[Excerpts from labeled region data]
* * * * *

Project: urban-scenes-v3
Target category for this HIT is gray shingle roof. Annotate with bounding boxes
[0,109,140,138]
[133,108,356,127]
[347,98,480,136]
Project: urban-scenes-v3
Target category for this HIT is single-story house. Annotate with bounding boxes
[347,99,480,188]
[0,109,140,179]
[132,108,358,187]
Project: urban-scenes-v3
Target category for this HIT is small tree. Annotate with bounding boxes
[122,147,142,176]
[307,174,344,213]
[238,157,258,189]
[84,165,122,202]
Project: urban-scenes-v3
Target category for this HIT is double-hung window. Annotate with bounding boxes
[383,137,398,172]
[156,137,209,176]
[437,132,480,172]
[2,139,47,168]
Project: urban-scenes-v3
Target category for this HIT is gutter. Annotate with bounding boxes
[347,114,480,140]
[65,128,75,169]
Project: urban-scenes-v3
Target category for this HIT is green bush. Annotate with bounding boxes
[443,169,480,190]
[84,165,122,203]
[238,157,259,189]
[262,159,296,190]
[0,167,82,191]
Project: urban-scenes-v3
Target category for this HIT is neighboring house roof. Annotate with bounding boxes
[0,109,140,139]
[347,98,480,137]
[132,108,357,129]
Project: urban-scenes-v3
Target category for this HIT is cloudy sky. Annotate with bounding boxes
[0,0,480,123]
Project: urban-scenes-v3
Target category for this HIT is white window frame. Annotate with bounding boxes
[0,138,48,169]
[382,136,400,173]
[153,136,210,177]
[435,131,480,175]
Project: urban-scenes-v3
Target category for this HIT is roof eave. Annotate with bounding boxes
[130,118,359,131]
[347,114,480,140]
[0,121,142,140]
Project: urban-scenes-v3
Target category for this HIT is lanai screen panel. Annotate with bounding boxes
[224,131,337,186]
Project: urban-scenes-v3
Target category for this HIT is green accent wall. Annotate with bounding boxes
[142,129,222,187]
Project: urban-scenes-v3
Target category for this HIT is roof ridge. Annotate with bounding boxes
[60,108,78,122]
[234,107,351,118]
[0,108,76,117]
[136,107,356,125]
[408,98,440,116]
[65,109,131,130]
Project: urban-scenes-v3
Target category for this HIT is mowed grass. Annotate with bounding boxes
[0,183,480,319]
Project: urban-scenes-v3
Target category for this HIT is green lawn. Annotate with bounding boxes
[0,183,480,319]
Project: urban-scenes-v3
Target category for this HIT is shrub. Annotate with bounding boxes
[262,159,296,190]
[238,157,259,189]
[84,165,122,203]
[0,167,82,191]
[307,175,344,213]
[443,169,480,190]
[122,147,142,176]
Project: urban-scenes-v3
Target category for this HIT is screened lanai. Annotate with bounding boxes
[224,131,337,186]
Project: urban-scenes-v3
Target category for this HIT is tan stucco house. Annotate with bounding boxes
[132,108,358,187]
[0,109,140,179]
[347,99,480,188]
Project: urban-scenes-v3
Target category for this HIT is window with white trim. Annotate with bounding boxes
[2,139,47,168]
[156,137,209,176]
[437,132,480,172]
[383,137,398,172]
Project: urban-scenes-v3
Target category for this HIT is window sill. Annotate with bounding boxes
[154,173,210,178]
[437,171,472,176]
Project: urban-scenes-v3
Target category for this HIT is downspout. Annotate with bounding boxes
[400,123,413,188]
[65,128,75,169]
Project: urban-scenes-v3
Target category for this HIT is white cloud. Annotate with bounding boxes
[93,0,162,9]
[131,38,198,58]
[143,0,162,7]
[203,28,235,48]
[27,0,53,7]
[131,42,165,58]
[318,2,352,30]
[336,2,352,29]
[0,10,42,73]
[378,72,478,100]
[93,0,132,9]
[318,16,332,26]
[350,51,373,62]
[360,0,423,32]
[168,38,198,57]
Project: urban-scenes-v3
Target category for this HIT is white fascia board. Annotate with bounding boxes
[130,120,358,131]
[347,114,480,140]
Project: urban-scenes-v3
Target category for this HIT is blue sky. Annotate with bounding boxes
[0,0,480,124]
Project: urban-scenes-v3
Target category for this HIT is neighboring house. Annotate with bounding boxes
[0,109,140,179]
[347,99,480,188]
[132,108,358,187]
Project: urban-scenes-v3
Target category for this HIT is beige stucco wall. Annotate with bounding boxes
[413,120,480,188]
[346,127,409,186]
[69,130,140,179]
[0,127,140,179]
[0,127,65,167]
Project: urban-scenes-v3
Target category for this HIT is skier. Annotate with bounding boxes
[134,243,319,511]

* * * * *

### WORK INSTRUCTIONS
Rewrite the listing with every "urban-scenes-v3" renamed to "urban-scenes-v4", keeping everything else the same.

### RIGHT ANSWER
Project: urban-scenes-v4
Target category for this HIT is gray shingle roof. Annotate with bounding boxes
[0,109,140,138]
[133,108,356,127]
[347,98,480,136]
Project: urban-scenes-v4
Target category for this HIT is single-story house. Annotate with bounding boxes
[347,99,480,188]
[0,109,140,179]
[132,108,358,187]
Project: urban-scenes-v4
Target category for this HIT is small tree. Annotate with bounding boxes
[122,147,142,176]
[307,174,344,213]
[238,157,258,189]
[84,165,122,202]
Project: urban-scenes-v4
Target category for this HIT is double-hung window. Annotate with bounding boxes
[383,137,398,172]
[156,137,209,176]
[437,132,480,172]
[2,139,47,168]
Project: urban-scenes-v4
Target category for this HIT is gutter. Annotate with bounding boxes
[347,114,480,140]
[65,128,75,169]
Project: urban-scenes-v4
Target category for this HIT is green bush. Annotate with bounding boxes
[443,169,480,190]
[84,165,122,203]
[238,157,259,189]
[262,159,296,190]
[0,167,82,191]
Project: urban-scenes-v4
Target category for this HIT is neighboring house roof. Annotate with bounding boxes
[0,109,140,139]
[347,98,480,137]
[132,108,357,129]
Project: urban-scenes-v4
Target category for this HIT is cloudy sky. Annotate with bounding boxes
[0,0,480,123]
Project: urban-scenes-v4
Target category for this HIT is white window frame. Annotate with bounding boxes
[0,138,48,169]
[382,136,400,173]
[153,136,210,177]
[435,131,480,175]
Project: urban-scenes-v4
Target category for this HIT is roof eave. Annotate with bounding boxes
[130,118,359,131]
[347,114,480,140]
[0,121,142,140]
Project: urban-scenes-v4
Target category for this HIT is lanai screen panel. Annotate with bounding boxes
[224,131,337,186]
Project: urban-scenes-v4
Target category for this HIT is green accent wall. Annotate with bounding boxes
[142,129,222,187]
Project: urban-scenes-v4
Target category for this HIT is roof ridge. Annotate with bounding boxes
[60,108,78,122]
[234,107,351,118]
[0,108,76,117]
[136,107,356,125]
[408,98,440,116]
[65,109,131,130]
Project: urban-scenes-v4
Target category for this HIT is mowed grass. Annotate with bounding boxes
[0,183,480,319]
Project: urban-scenes-v4
Target category for this HIT is green lawn. Annotate with bounding boxes
[0,183,480,319]
Project: urban-scenes-v4
Target category for this HIT is shrub. Annotate with bounding boxes
[262,159,296,190]
[238,157,259,189]
[84,165,122,203]
[0,167,82,191]
[307,175,344,213]
[443,169,480,190]
[122,147,142,176]
Project: urban-scenes-v4
Target category for this HIT is screened lanai. Annotate with bounding boxes
[224,131,337,186]
Project: urban-scenes-v4
Target category for this HIT is tan stucco house. Annotate with bounding boxes
[132,108,358,187]
[0,109,140,179]
[347,99,480,188]
Project: urban-scenes-v4
Target category for this HIT is window with white trim. Annotate with bounding boxes
[2,139,47,168]
[156,137,209,176]
[437,132,480,172]
[383,137,398,172]
Project: urban-scenes-v4
Target category for this HIT is window sill. Annotate with bounding boxes
[154,173,210,178]
[437,171,472,176]
Project: urban-scenes-v4
Target category for this HIT is downspout. Annotate with bounding boxes
[400,123,413,188]
[65,128,75,169]
Project: urban-scenes-v4
Target category for this HIT is white cloud. Annotate with bounding boxes
[93,0,162,9]
[131,38,198,58]
[143,0,162,7]
[203,28,235,48]
[27,0,53,7]
[131,42,165,58]
[318,2,352,30]
[336,2,352,29]
[0,10,42,73]
[378,72,478,100]
[93,0,132,9]
[318,16,332,26]
[350,51,373,62]
[360,0,423,32]
[168,38,198,57]
Project: urban-scenes-v4
Target category for this HIT is white fascia board. Annotate with bounding boxes
[130,120,358,131]
[347,114,480,140]
Project: urban-scenes-v4
Target category for this HIT is blue sky. Annotate with bounding boxes
[0,0,480,124]
Project: urban-scenes-v4
Target category for this HIT is neighboring house. Annotate with bounding boxes
[0,109,140,179]
[347,99,480,188]
[132,108,358,187]
Project: urban-scenes-v4
Target category for this HIT is beige stucco wall. Annotate with bounding boxes
[413,120,480,188]
[346,127,409,186]
[69,130,140,179]
[0,127,140,179]
[0,127,65,167]
Project: urban-scenes-v4
Target category for this HIT is skier. Annotate with bounding boxes
[134,243,319,511]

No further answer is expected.